WORK TO DO
a. Reproduce word for word the part of the bird bath passage that begins at "It is an old, worn, cement-rough" and stops after "to its visitors.".
b. Extend the bird bath passage, picking up after its final sentence.

--- Begin QUOTED PASSAGE ---

Perhaps there is a lingering scent of bird wings and honey bees and butterflies about it. Perhaps the nutty paws of squirrels have left remnants behind. And there might be the dusky tang of fallen leaves within it, too.
It is an old, worn, cement-rough bird bath that stands to one side of my front yard. And throughout the seasons I see a variety of creatures hanging out there – resting, drinking, bathing, refreshing, all sharing it with one another.
All spring and summer, I try to tip it out regularly, spilling its used contents and filling it up again from the hose or watering can. But come autumn and into winter, I tend to neglect it woefully, letting the sun and wind and rain have their way with it. But none of this seems to matter to its visitors.
Even cat Tuppence will often balance on its edges, drinking from it. Dogs stand on tip toes, dipping their tongues in and out, lapping away. They all blatantly ignore the fresh water bowls placed throughout the house and on porches and paths (where I seem to think animals ought to drink) prefering instead to indulge in the often dark, murky year-round pool of communal participation and left-behinds of the birdbath.
I supose there must be some natural wisdom for this intriguing practice. Although it may be just the simple act of sharing that’s important. But I’d like to believe that within its shallow pool – through the unique shared experience of it – the visiting creatures somehow “taste” the very lives of each other. Perhaps it even helps create a sort of belonging to one another.

--- End QUOTED PASSAGE ---
--- Begin GIVEN ENTRIES ---

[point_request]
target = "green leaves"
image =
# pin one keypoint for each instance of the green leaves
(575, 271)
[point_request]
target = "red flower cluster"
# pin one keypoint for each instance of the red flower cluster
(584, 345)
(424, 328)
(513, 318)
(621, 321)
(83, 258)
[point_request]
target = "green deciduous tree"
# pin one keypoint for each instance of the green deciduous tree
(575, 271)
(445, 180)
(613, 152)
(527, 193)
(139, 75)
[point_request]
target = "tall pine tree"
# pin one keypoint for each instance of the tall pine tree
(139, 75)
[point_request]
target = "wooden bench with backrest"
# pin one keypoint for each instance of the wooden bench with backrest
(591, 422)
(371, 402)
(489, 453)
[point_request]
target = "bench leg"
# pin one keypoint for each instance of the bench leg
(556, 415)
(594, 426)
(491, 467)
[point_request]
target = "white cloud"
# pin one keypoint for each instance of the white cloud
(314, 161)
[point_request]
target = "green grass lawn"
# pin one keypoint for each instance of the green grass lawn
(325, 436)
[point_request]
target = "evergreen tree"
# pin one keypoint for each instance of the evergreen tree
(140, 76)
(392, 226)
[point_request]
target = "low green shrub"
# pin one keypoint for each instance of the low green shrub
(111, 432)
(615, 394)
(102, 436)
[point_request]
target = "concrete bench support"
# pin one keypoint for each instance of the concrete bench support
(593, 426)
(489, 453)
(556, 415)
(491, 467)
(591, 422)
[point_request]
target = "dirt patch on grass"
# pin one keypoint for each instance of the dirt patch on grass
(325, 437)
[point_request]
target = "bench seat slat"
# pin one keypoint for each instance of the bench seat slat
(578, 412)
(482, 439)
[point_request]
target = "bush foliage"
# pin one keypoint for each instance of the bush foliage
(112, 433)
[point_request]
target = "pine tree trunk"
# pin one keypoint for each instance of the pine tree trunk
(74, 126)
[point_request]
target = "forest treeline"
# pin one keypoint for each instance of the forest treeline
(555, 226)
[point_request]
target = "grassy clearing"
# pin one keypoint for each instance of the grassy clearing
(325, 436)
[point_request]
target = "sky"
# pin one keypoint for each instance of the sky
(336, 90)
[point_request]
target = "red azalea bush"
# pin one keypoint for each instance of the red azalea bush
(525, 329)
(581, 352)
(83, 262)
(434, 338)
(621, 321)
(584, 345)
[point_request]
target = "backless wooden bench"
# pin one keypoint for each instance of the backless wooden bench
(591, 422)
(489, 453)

--- End GIVEN ENTRIES ---
--- Begin GIVEN ENTRIES ---

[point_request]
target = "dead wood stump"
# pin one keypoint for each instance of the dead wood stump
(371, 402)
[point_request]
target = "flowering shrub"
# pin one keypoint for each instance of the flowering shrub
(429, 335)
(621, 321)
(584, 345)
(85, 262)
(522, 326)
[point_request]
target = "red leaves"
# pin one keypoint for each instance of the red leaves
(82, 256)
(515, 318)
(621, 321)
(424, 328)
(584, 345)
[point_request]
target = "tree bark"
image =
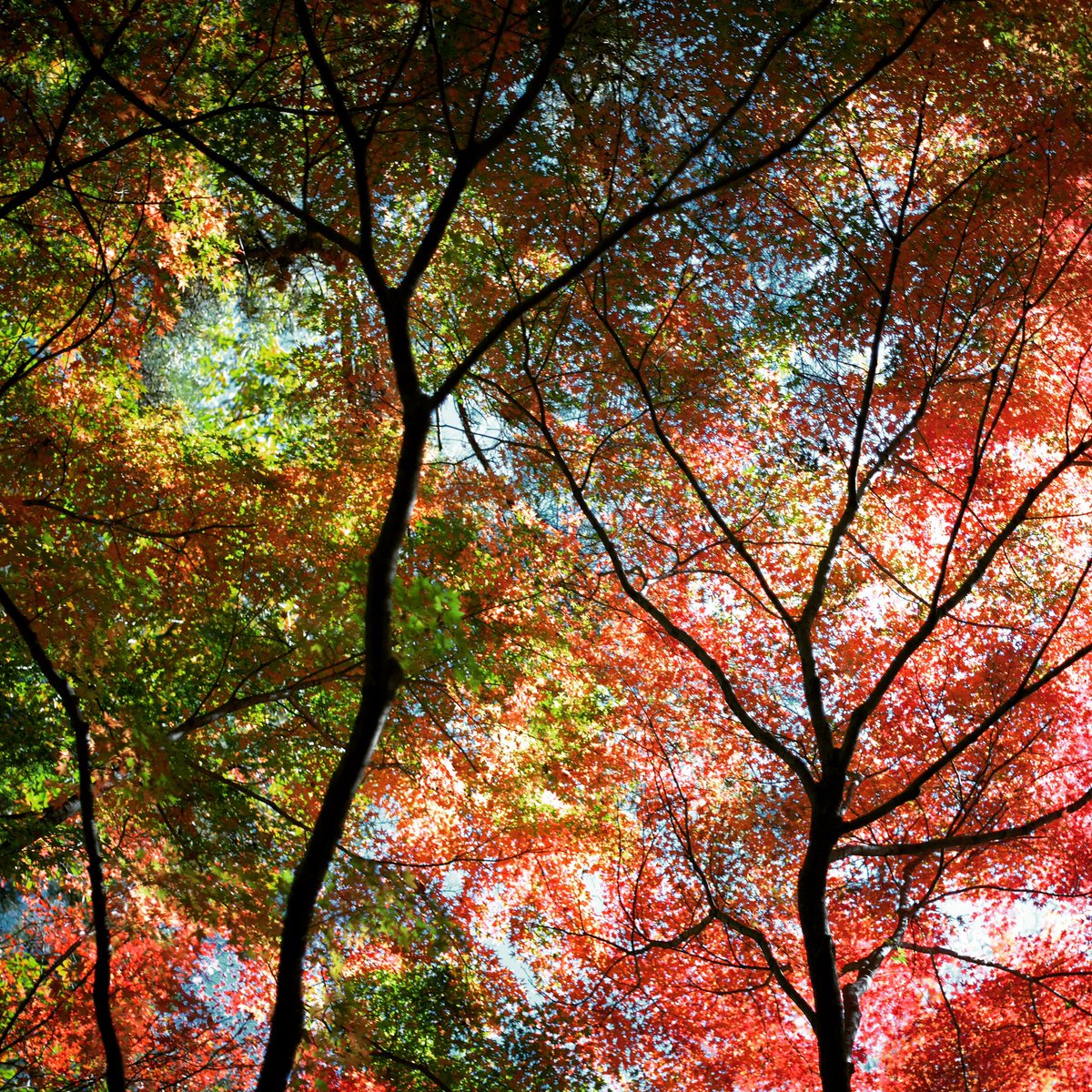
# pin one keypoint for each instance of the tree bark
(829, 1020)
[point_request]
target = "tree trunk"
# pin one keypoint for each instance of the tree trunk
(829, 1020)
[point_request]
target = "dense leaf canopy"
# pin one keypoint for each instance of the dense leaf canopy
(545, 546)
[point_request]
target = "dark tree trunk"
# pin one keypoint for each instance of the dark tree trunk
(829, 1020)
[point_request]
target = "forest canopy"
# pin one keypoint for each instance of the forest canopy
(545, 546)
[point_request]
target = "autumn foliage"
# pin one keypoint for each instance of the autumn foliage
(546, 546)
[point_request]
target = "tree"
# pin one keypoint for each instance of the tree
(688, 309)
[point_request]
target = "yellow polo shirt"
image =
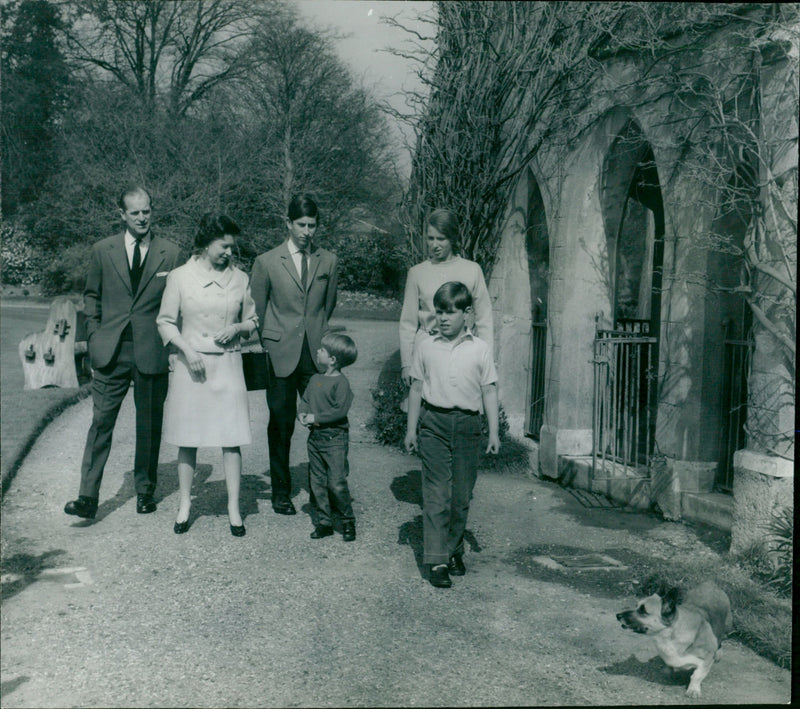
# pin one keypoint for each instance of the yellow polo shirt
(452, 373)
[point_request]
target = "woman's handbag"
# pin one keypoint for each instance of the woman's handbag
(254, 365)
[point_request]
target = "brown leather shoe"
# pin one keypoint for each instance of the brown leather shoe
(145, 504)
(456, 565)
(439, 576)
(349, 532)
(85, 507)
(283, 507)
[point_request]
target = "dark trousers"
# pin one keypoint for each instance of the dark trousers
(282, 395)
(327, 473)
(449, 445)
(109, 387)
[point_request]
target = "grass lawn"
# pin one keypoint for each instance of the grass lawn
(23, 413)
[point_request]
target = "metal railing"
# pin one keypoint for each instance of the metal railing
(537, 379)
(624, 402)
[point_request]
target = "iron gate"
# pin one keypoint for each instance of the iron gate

--- End GIVEN ENTRIES ---

ANSWERS IN ORDER
a.
It is an old, worn, cement-rough bird bath that stands to one side of my front yard. And throughout the seasons I see a variety of creatures hanging out there – resting, drinking, bathing, refreshing, all sharing it with one another.
All spring and summer, I try to tip it out regularly, spilling its used contents and filling it up again from the hose or watering can. But come autumn and into winter, I tend to neglect it woefully, letting the sun and wind and rain have their way with it. But none of this seems to matter to its visitors.

b.
Perhaps they can taste and smell and come to know each other’s current states of being – their contentedness, their sense of freedom, their lightness of heart, along with their vulnerabilities, their fears, their wounds and broken places. I suspect it may be like when we tell each other we must walk a mile in another’s shoes. But I wonder how often we actually do that. How often do we actually invite each other to come along and trade shoes and walk our different paths together? How often do we take turns drinking from each other’s wells with shared cups? (And are we inclined to use our good china? Or something disposable? Or are we meant to use our bare hands?)
I remember hearing once about an army chaplain who was asked by desperate men fighting a desperate war – on the very front lines, under heavy fire, in trenches that were filled with muck and mud and cold – to bless them and to please give them communion. But the chaplain had no communion service with him. And so he used a rusty old drinking cup that he found in his pocket, and water from his canteen. Because, in the end, it was the intentionality and the shared experience itself that mattered. Not the cup. It was all about the sense of belonging to that moment together, belonging to each other and to something greater than themselves. Not unlike my crusty old birdbath.
Now, at this special time of year, it reminds me of yet another story, from over two thousand years ago. A story in which we are told that it also didn’t matter very much about the spiffiness of a place where a baby was about to be born. We remember how the father did his best to get him into a nice comfy inn, and the mother brought along clean clothes and bedding for him. But, in the end, his head rested on borrowed hay in the corner of an old barn with a bunch of mucky farm animals hanging about and looking on. I suspect that they, too, might have balanced on tiptoe, and quietly sniffed and sipped and tasted that warm and homely shared experience – a shared experience of belonging to the moment and to each other and to something greater than themselves.
And in those silent moments of sentient belonging … tumble-down barn, tin cup, brown rainwater, and all … there was goodwill and there was peace.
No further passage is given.